Over the last few days I’ve been watching the show Community on Netflix. The show takes place on campus of a community college where a diverse cast of characters come together as a study group and eventually become friends. My favorite character is Abed (played by Danny Pudi). Though he lacks extensive life experience he often plays the insightful voice of reason to the group. Abed draws on his extensive television and movie knowledge for perspective more than anything else. It’s no surprise when, in one episode, Abed decides he wants to fulfill his college “bucket list”. On his list are all the common tropes associated with movies from Animal House to Van Wilder. This includes “pantsing” his friend Troy, getting pantsed by Troy, making out with the hottest girl on campus, having a food fight, and attempting to join a fraternity in which he has no hope of being accepted. This, in Abed’s mind, will give him the “college experience”.
And he’s all wrong.
I was never pantsed, though I did run through campus wearing nothing but an adult diaper, a superman cape, and a phantom of the opera mask.
I never had a food fight, but there were plenty of nights spent with friends at a 24-hour diner where we would talk about girls, faith, life, girls and our futures…and girls.
I never tried to join a fraternity, but I did try to make life-long friendships. Some have lasted. Some haven’t.
Occasionally I went to class.
It’s funny that neither Abed nor I look at the college experience as a time of learning…at least in the traditional sense of the word. Class isn’t what it’s about, but rather college is a time to collect experiences and memories with new friends that will hopefully become old friends someday.
I’m at a stage in life now, 10 years out of college, where I what I recall resembles a photo album – highlighted scenes from a great time in my life. Some of those scenes are a bit painful to look back on, but all of them are significant. The ones I remember now are the ones I will remember the rest of my life.
My only regret is that I didn’t make more of them.
Life after college is undeniably better. I have a hot wife (who I made out with on campus…so I fulfilled one of Abed’s tropes), two amazing children, and a great church family. It would be insane to look back and long for college over what I have now.
Still, college students who aren’t here yet let me give you a couple of pieces of advice:
1. Don’t ever sleep! The best moments and conversations never happen at 8 in the morning. They are midnight trips to IHOP and late night walks around campus with good friends.
2. Never say no. Within reason obviously! When an opportunity to go on a summer mission trip building houses or digging wells presents itself, you say YES! When someone invites you to get in the car and go to the beach you say YES (as long as you know the person)! If someone suggests studying abroad…YES YES YES!
3. Join a club or organization. Perhaps you should avoid the causes you don’t believe in, but joining an on campus organization is a great way to make new friends and perhaps make a difference.
4. Live on campus as long as possible. I know. The dorms are small and the food in the cafeteria is terrible. Sharing a bathroom isn’t ideal. However, once you move off campus everything changes. Your ability to make new friends takes a hit and the spontaneity of college is gone forever. From that point on, your college experience is much more “scheduled”.
5. Work out. Your school has a gym. It’s probably a great one. Use it. Take an elective to learn how to play racquetball or do weight training. Again, it’s a great way to meet people and it builds good habits. Create a habit that you can graduate with.
6. Work. Get a job. Why?
7. Save your $! You are on campus, with room/board provided for you. Most likely you dont have monthly bills. Someday you will. Getting a job in college will give you a great headstart. The biggest mistake I made in college was not learning about saving and investing money when I had so few expenses. Seriously. Read this or ask Google the advantages of investing just a little bit when you are young.

● **OBJECTIVE A**
Count the lines in the entries below that contain the string "hood". Reply with the number alone.

● **PROVIDED RECORDS**
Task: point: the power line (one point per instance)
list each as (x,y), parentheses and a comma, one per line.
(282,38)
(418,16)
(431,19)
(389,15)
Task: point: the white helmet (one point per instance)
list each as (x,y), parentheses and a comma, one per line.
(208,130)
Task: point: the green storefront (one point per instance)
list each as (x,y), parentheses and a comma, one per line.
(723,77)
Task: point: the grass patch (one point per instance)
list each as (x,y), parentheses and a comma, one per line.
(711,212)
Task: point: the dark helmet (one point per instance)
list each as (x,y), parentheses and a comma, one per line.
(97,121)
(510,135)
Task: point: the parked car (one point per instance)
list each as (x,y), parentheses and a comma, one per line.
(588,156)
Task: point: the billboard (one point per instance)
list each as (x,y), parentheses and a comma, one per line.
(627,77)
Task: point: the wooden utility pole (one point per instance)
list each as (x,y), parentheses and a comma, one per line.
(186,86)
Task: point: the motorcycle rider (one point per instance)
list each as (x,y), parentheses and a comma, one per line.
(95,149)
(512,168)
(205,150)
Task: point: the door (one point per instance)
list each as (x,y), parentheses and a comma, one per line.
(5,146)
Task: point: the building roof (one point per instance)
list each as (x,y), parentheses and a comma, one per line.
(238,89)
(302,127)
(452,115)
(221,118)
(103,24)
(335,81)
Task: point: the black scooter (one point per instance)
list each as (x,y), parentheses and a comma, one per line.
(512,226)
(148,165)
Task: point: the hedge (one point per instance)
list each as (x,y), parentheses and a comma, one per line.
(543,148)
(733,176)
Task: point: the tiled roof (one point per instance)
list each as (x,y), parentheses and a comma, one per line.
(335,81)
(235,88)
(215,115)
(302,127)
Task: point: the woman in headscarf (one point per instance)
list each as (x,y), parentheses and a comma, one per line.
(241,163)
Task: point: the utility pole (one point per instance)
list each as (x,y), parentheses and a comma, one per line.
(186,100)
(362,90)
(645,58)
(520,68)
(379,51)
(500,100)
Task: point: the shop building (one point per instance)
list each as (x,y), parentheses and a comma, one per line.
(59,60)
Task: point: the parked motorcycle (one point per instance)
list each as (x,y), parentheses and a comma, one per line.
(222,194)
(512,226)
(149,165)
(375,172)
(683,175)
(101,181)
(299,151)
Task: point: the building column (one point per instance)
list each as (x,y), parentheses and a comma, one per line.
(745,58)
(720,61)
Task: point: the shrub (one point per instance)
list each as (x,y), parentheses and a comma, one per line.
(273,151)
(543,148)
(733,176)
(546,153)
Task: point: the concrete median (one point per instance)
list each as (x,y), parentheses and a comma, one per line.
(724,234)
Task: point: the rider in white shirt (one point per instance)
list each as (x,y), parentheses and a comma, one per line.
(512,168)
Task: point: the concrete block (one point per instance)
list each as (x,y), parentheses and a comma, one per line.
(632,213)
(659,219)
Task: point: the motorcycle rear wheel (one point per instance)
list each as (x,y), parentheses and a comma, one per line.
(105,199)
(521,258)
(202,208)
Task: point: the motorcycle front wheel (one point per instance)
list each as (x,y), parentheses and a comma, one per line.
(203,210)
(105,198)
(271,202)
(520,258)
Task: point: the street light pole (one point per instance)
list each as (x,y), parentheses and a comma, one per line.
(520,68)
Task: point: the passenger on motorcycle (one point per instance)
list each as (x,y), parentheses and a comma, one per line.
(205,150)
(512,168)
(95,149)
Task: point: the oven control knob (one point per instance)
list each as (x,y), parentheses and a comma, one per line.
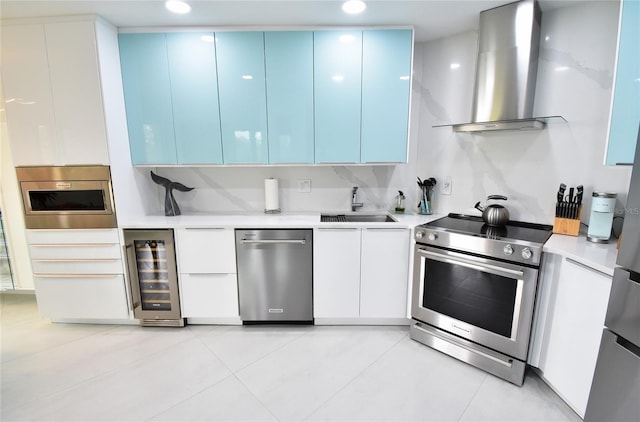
(508,250)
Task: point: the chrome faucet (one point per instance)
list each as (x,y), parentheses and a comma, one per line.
(354,199)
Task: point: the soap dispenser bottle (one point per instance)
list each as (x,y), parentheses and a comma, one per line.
(400,202)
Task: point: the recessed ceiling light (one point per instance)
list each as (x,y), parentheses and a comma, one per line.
(353,7)
(347,38)
(177,6)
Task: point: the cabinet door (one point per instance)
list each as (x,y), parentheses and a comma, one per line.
(27,92)
(386,84)
(206,251)
(89,297)
(385,273)
(577,318)
(209,295)
(337,92)
(194,95)
(625,112)
(147,95)
(336,273)
(289,70)
(243,109)
(77,95)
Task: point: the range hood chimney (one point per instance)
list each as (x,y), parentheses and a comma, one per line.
(508,46)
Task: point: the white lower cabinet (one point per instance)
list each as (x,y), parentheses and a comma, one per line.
(208,280)
(384,273)
(209,295)
(81,297)
(336,273)
(360,275)
(572,305)
(78,274)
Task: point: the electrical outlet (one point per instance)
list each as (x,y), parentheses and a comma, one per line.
(304,186)
(446,186)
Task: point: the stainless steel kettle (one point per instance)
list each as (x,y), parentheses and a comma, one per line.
(494,214)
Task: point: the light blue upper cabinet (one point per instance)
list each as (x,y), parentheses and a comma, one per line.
(242,94)
(625,113)
(386,88)
(289,71)
(337,90)
(147,94)
(194,92)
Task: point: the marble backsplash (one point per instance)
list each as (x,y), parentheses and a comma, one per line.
(241,189)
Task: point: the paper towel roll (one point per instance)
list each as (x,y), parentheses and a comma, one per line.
(271,198)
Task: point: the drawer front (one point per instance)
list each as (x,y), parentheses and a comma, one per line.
(206,251)
(75,251)
(209,295)
(97,297)
(72,236)
(77,266)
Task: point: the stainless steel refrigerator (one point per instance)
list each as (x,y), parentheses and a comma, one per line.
(615,390)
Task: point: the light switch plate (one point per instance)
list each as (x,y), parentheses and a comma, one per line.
(304,185)
(446,186)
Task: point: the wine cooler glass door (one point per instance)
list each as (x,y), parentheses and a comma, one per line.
(154,286)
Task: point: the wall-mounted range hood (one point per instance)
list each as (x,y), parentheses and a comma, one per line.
(508,46)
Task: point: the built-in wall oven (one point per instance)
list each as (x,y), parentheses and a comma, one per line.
(67,197)
(474,288)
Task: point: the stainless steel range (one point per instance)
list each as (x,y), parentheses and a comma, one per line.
(474,288)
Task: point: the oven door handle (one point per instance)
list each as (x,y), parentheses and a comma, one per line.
(493,269)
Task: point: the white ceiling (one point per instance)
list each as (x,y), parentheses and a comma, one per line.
(431,19)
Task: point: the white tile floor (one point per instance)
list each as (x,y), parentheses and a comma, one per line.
(78,372)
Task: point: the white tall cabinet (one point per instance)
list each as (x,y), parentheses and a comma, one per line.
(571,308)
(361,275)
(53,93)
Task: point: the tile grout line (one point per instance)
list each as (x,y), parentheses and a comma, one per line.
(235,373)
(356,376)
(466,408)
(87,380)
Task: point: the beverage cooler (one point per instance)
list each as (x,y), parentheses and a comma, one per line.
(151,265)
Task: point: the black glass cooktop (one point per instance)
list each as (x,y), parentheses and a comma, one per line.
(475,226)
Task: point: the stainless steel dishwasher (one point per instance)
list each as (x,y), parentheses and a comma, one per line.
(275,275)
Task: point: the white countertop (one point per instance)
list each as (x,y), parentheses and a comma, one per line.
(262,220)
(599,256)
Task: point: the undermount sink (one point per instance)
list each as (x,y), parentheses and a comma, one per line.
(356,218)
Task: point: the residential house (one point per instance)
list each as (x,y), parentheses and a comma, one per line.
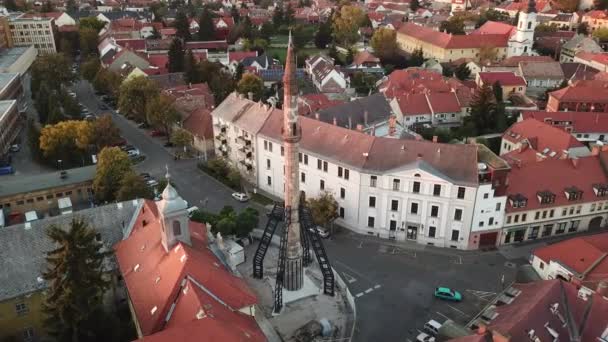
(193,292)
(586,127)
(545,75)
(578,43)
(580,96)
(581,260)
(531,140)
(510,83)
(565,202)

● **OBJECTIVE B**
According to the college post, what was the biggest mistake the writer made in college?

● **WORKED ANSWER A**
2

● **WORKED ANSWER B**
Not learning about saving and investing money while having so few expenses.